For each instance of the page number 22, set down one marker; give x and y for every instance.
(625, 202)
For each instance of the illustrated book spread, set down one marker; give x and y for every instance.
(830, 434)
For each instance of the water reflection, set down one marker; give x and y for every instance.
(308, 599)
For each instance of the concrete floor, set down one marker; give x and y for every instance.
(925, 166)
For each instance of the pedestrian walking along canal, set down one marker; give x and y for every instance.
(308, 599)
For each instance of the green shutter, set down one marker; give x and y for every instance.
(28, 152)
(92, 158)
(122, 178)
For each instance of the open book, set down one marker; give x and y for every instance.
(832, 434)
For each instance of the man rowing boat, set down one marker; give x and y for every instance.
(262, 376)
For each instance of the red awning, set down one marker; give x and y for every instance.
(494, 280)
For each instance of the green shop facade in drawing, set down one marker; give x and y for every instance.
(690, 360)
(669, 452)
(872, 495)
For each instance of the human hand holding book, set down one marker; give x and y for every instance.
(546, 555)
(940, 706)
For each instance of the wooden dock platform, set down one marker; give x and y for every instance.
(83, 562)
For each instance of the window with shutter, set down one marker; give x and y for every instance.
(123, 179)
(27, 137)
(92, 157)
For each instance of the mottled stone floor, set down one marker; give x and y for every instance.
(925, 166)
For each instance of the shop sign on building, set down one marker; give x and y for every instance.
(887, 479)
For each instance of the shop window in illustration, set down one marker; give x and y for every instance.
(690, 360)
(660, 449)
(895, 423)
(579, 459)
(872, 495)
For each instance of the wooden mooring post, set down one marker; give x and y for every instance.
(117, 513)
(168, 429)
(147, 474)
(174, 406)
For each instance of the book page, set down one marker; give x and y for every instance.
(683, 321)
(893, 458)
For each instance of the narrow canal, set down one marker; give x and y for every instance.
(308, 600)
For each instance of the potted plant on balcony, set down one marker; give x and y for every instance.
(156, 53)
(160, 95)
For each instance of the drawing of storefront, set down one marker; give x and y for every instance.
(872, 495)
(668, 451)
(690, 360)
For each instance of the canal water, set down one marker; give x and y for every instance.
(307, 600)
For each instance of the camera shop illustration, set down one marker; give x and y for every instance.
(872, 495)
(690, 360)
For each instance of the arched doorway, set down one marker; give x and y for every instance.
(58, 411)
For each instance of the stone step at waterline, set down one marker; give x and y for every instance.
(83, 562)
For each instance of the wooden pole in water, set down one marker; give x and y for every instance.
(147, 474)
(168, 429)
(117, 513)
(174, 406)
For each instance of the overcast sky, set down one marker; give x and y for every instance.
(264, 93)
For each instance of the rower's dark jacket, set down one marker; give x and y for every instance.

------

= What the exercise asks =
Give back the entire listing with every word intact.

= Solution to the exercise =
For each instance of the page number 22, set down one marker; give x and y for every instance.
(625, 202)
For each instance of the illustrated book spread, set down one marker; give x and y for every instance.
(830, 434)
For each instance of the water reflection, set down one marker; give x and y for every instance.
(308, 599)
For each instance of the concrete floor, set down one marker; give x and y for every instance.
(925, 166)
For each instance of the pedestrian walking along canal, set down one marker; give x and y for every instance.
(308, 599)
For each instance of the green shutter, set down one marker; give x and y for every instance.
(28, 152)
(92, 158)
(122, 178)
For each instance of the open book, set down one marker; give x and y for every instance.
(832, 434)
For each instance of the man rowing boat, set down one marker; give x and y for every instance.
(262, 376)
For each instance of the red awning, set down one marker; give x and y for every instance.
(494, 280)
For each instance of the green shop facade in drawing, set down one marker; give x and y for every instance.
(690, 360)
(669, 452)
(872, 495)
For each instance of the human hand holding book, set down one marker; give x and y for every instance.
(546, 555)
(940, 706)
For each instance of the wooden dock platform, set down one marker; give x and y for every instance.
(83, 562)
For each instance of the window with shutter, set down one marker; give x and y for every instance.
(123, 179)
(27, 137)
(92, 157)
For each instance of the mottled stone floor, set down one marker; give x and y for every instance.
(925, 166)
For each instance of the shop sign on building, set down one marker; give x and y for every instance.
(887, 479)
For each instance of the shop window in illustration, set down one marker; give x and y for every instance.
(690, 360)
(660, 449)
(895, 423)
(579, 459)
(872, 495)
For each instance of the wooden mooring post, set down one marker; give x and y for every instance.
(117, 513)
(168, 429)
(147, 474)
(174, 406)
For each instance of the book page, set down one marker; give x and y for every instance.
(683, 321)
(893, 458)
For each instance of the narrow canal, set down one marker; give x and y for every instance.
(308, 600)
For each instance of the potted plant on balcony, set down one marker; give x and y for every instance.
(156, 53)
(160, 95)
For each instance of the drawing of storefront, set down one marker; give x and y for every instance.
(872, 495)
(668, 451)
(690, 360)
For each instance of the canal water, set down one marker; give x and y for every instance.
(307, 600)
For each instance of the camera shop illustration, set down one marker; give x and y for every instance.
(872, 495)
(690, 360)
For each instance of the arched doorway, set down one marker; give x and y for every instance.
(58, 411)
For each instance of the stone step at waterline, set down one marker; give x and y for every instance.
(83, 562)
For each instance of the wooden pole in water, set down one marker; give x and y for every instance.
(147, 474)
(168, 429)
(117, 513)
(174, 406)
For each instance of the overcast sky, set down one marker; give x and y for every instance.
(264, 93)
For each instance of the rower's dark jacket, set down one marker; give x and y for every instance.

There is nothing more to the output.